TEXT:
....

My company is going public on the Paris Stock Exchange at the end of the month. They are offering a great deal to buy into the company. 20% off the stock and they will match what we buy. I dont see a reason not to buy in because they were "selling me" on the idea and never presented a reason not to buy in.

The way I see it, if the stock goes down 60% I get my initial investment back.

I would take some money that you are happy (ish) to lose and to go for it. In this current global economy the number of IPOs that aren't financially sound is pretty small so if institutions are buying in then you should too. If it is just the owner's way of selling out of the business then beware but normally they'd sell it privately rather than go to the expense and risk of an IPO.

You should acknowledge though that it is in the company's best interests to have you buy in as you are then more invested in the business and less likely to leave.

And before you buy, you should know under what circumstances you will sell. Maybe it is if the shares tank by 50% you'll sell and take the profit but let's think positively, at what point in a rising market will you sell some or all of your shares? Believe me, if you don't set these mentally before you buy you are likely to torture yourself in the future about when to sell. You can always make educated adjustments to the decision later in light of more knowledge and shifting economic situations but you MUST set it in your mind before you buy when and why you will sell.

Lastly be aware that the shares may not be very liquid (easy to sell) early on so any share price quoted may differ substantially from what you end up getting if you try to sell.

Is the company doing well financially? Is it growing at a sustainable rate? Can you check your company's balance sheet, income statement, and cashflow statement? If the company is light on debt and heavy on assets (i.e., cash, new products, patents, etc.), that is a good sign. If the company's income is going higher every year, it is a good sign. If the company's cashflow statemet is positive, and growing, it is a good sign.

If the company is high in debt, red flag. If the income is going down, red flag. If the company's cashflow is going down or negative, it is two red flags.

Do your homework, and then decide.

of course they are not going to tell you NOT

it's all a gamble

Being a part of the company I'm sure you are familiar with how they are doing. If they are growing in their industry and business keeps looking better and better then I would buy in.

Make sure to check what the rules are for selling the stock you buy. Because you work for the company and are buying it through the company, their may be some rules on when you can sell and how much you can sell.

The 20% off and matching sounds like a great deal that would be incredibly hard to pass up.

....

Stored data
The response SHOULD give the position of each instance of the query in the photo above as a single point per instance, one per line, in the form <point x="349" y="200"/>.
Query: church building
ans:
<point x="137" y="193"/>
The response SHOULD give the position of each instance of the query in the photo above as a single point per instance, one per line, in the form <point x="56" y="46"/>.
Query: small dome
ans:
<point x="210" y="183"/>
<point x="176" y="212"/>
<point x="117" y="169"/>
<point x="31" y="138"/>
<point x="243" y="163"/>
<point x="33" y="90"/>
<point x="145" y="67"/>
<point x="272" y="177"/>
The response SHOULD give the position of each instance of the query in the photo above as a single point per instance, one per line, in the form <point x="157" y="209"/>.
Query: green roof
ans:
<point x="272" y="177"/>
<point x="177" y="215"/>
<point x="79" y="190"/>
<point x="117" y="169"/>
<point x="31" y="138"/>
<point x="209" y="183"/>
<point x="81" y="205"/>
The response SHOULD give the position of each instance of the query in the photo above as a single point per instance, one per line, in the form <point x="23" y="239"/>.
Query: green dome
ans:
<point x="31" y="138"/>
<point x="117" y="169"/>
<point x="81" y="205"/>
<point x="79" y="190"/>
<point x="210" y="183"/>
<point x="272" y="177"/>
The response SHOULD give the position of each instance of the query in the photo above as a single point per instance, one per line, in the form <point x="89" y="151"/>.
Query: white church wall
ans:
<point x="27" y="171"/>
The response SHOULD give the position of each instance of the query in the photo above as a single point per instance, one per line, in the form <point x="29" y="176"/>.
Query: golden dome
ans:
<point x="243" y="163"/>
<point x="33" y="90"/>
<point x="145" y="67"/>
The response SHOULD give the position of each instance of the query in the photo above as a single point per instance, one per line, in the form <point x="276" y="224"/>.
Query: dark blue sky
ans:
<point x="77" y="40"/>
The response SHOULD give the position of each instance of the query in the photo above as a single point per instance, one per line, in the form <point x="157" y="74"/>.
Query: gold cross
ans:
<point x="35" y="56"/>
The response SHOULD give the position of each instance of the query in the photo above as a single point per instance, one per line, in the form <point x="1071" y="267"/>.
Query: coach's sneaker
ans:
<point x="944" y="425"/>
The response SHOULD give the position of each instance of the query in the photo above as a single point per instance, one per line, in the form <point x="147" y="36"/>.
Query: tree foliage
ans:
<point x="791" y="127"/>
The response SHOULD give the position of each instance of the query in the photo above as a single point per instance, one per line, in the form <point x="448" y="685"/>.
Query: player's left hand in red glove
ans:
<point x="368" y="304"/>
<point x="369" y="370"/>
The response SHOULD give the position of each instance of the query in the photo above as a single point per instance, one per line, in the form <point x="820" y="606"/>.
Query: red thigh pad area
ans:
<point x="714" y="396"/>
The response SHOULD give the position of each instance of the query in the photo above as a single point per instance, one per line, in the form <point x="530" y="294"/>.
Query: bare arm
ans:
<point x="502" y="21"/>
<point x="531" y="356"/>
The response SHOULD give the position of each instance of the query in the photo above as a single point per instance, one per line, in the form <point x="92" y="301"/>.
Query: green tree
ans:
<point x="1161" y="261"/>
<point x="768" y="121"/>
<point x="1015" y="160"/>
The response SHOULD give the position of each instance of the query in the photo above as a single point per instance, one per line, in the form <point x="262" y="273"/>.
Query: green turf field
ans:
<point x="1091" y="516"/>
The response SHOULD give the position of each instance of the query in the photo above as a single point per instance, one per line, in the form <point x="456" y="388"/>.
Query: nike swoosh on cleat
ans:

....

TASK DETAILS:
Copy the part of the employee stock text above, starting at "You should acknowledge" and ending at "why you will sell.".

COMPLETE RESPONSE:
You should acknowledge though that it is in the company's best interests to have you buy in as you are then more invested in the business and less likely to leave.

And before you buy, you should know under what circumstances you will sell. Maybe it is if the shares tank by 50% you'll sell and take the profit but let's think positively, at what point in a rising market will you sell some or all of your shares? Believe me, if you don't set these mentally before you buy you are likely to torture yourself in the future about when to sell. You can always make educated adjustments to the decision later in light of more knowledge and shifting economic situations but you MUST set it in your mind before you buy when and why you will sell.